TASKS AND EXERCISES:
A. Decide whether each of the following statements agrees with the article on New York City firefighter response times. Answer yes or no for each, and quote the deciding words of the article exactly.
(i) The FDNY responded to 581,981 calls for help last year.
(ii) Cassidy said the new administration should keep the current dispatch system.
(iii) Public Advocate Letitia James called the UFA report "deeply troubling."
B. Reproduce, word for word, the part of the article on New York City firefighter response times that opens with the words containing "Before he finally" and closes with "LaborPress this week.".
C. Extend the article on New York City firefighter response times, picking up after its final sentence.

TEXT PROVIDED:
By Joe Maniscalco
March 3, 2016
New York, NY – An alleged union-busting maneuver undertaken under the old Bloomberg administration is preventing first responders from answering calls for help as quickly as possible according to a new report — and the union representing city firefighters is calling on Mayor de Blasio to reverse the decision pronto.
Before he finally left office after three terms and more than 10 years at the post, former Mayor Michael Bloomberg helped see to it that 911 phone operators took over duties previously left to Fire Alarm Dispatchers.
That move was a mistake, according to Uniformed Firefighters Association [UFA] President Steve Cassidy, one that has resulted in unnecessary time being wasted before vital information can be relayed to first responders.
“Here we are, two years into the new administration, and I think the first thing they need to do is go back to the old system,” Cassidy told LaborPress this week.
The last decade has been the busiest in the FDNY’s storied 150-year history. Last year alone, the Department responded to 581,981 calls for help — a 12-percent surge over the year prior.
“Those are startling numbers,” Cassidy said. “They are straining the Department’s ability to get to you when you need our assistance in a timely manner. And there needs to be a discussion about how we deal with that going forward.”
This week, the UFA released a new report finding the City of New York is dramatically underreporting average firefighter response times throughout the five boroughs. In some cases, by as much as an uncanny 92-percent.
Public Advocate Letitia James issued a statement in response to the report calling it “deeply troubling” and a “real danger to all New Yorkers.”
“Our city not only deserves quick response times, but must be able to trust that our government is disseminating truthful information. Such large discrepancies between reported response times and factual response times can truly be a matter of life and death.”

COLLECTED DATA:
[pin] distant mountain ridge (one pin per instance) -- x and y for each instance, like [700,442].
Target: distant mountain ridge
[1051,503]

RESPONSES IN ORDER:
A.
(i) Yes: "Last year alone, the Department responded to 581,981 calls for help — a 12-percent surge over the year prior."
(ii) No: "I think the first thing they need to do is go back to the old system"
(iii) Yes: "Public Advocate Letitia James issued a statement in response to the report calling it “deeply troubling” and a “real danger to all New Yorkers.”"

B.
Before he finally left office after three terms and more than 10 years at the post, former Mayor Michael Bloomberg helped see to it that 911 phone operators took over duties previously left to Fire Alarm Dispatchers.
That move was a mistake, according to Uniformed Firefighters Association [UFA] President Steve Cassidy, one that has resulted in unnecessary time being wasted before vital information can be relayed to first responders.
“Here we are, two years into the new administration, and I think the first thing they need to do is go back to the old system,” Cassidy told LaborPress this week.

C.
A spokesperson for the FDNY, meanwhile, issued a statement stating there is “nothing misleading about the city’s transparent and detailed reporting on response times for emergencies, broken down by seven different categories to account for each component in what is known as ‘end-to-end’ response time.”
Be that as it may, Cassidy insists that response times can be significantly reduced by going back to the old system of dispatching 911 calls, and allocating more resources to first responders.
“Now that they’re counting end-to-end response time, we should have a discussion about how we resolve that,” the union president said. “And the first step is transfer the calls to the Fire Department quickly, and you will lower the total response times without making any changes.”
The average response time to structural fires in town is four minutes, 11 seconds, according to the city. But the UFA report finds the average response time to structual fires is actually five full minutes – just meeting the nationally accepted standard of five minutes or less.
“UFA Spokesperson Tom Butler called the Bloomberg-era decision to expand the role of 911 operators an attempt to “bust” the Uniformed Fire Alarm Dispatchers Benevolent Association.
“It’s as if they were trying to homogenize it, and put all of those dispatching positions within the Police Department, and take it out from under the umbrella of the Fire Department,” Butler said.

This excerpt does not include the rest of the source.